▶ **Document excerpt**
The Role of Sympathy
Sympathy clouds the deliberative mind,
as justice bends toward the heart, instead
of the law. In a dissent in 1962, Chief Justice Benjamin H. Hulburd wrote,
Try as I may, I cannot bring myself to
defy the statute in the name of being liberal or humane. Whatever virtue
may arise from being liberal, I feel sure
that it is less than that from being fairminded. I do not believe that I am at
liberty to act in a way contrary to the
express wording of the statute.64
Justice Slack, denying recovery in one appeal, explained, “While this most unfortunate incident cannot fail to incite the sympathy of all who are familiar with its details, the essential facts found by the commissioner do not support his holding that
the accident which caused Bundy’s death
arose out of and in the course of his employment.”65
Justice Louis Peck dissented in Wolfe v.
Yudichak (1989). This was the sad case of
a student firefighter injured when the campus fire engine overturned while racing to a
fire. The majority found him not covered by
workers’ compensation, and therefore entitled to bring a third party suit against the
university. Peck believed that the majority
was not thinking logically.
Sympathy in the face of such devastating tragedy is a natural, human and
humane response. I am sure it is felt
by each member of this Court regardless of whether he joins with the unfortunate majority opinion or writes separately in dissent. Nevertheless, expressed in its simplest elemental form,
the majority opinion is bad law. It reflects, too clearly, particularly in several of the closing paragraphs, that it is
result-oriented and emotion-motivated. As the Chief Justice points out in
his dissent, citing a case in point, “the
remedial purposes of the Act require
a liberal interpretation of its provisions in order to accomplish its intended purposes.” The majority opinion is
hardly consistent with that purpose.

▶ **Data section**
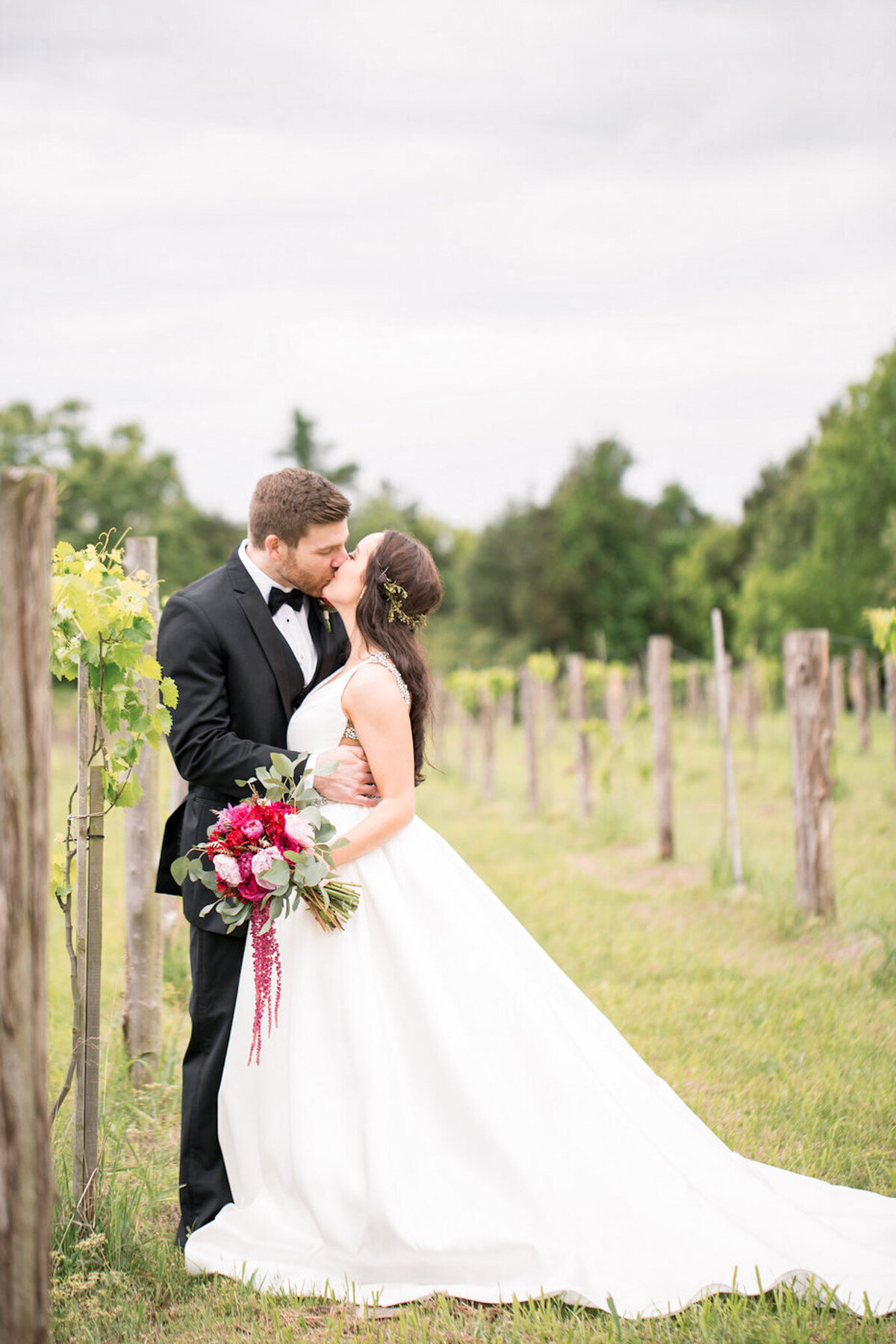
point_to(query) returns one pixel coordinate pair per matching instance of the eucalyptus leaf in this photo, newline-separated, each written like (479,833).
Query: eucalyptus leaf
(179,870)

▶ **Exercise instructions**
• 1. Answer each question from the passage on the role of sympathy, one line per answer, marked to match:
(a) In what year did Chief Justice Benjamin H. Hulburd write the dissent quoted there?
(b) Whose death is at issue in the opinion quoted from Justice Slack?
(c) In Wolfe v. Yudichak, how was the student firefighter injured?
• 2. According to the passage on the role of sympathy, why was the student firefighter in Wolfe v. Yudichak entitled to bring a third-party suit against the university?
• 3. List every justice the passage on the role of sympathy mentions by name.

▶ **Full answers**
• 1.
(a) 1962
(b) Bundy's
(c) The campus fire engine overturned while racing to a fire.

• 2. The majority found that he was not covered by workers' compensation. Because of that finding, he was entitled to bring a third-party suit against the university.

• 3.
- Benjamin H. Hulburd
- Slack
- Louis Peck